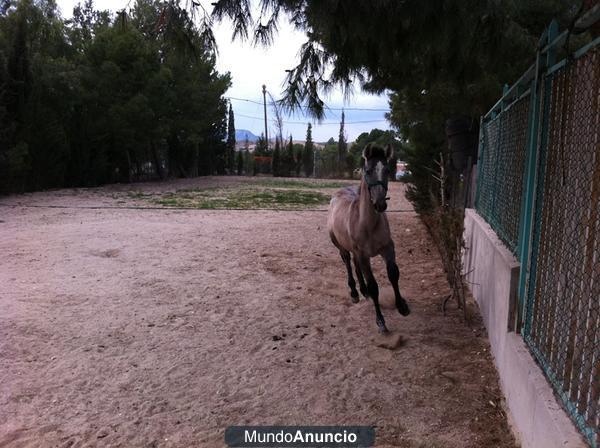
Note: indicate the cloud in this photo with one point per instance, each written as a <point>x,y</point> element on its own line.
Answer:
<point>252,66</point>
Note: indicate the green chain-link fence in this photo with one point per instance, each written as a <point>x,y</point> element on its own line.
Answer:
<point>502,162</point>
<point>539,189</point>
<point>562,324</point>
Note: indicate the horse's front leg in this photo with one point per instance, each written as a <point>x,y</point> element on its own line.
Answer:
<point>351,283</point>
<point>359,276</point>
<point>389,255</point>
<point>373,290</point>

##########

**Your goal:** The exact lines from the one containing "Note: indicate the green" through the end of the listing above are the expected output; include nothing else.

**Your response:**
Note: indicate the green chain-link fence in this photo with one point per instance, each written as a <point>x,y</point> element on its own line.
Answer:
<point>502,162</point>
<point>539,189</point>
<point>562,324</point>
Note: indicate the horse's front leg in this photo with one point per instance, each written as a <point>x,y</point> element on its own line.
Answer:
<point>351,283</point>
<point>359,276</point>
<point>389,255</point>
<point>373,290</point>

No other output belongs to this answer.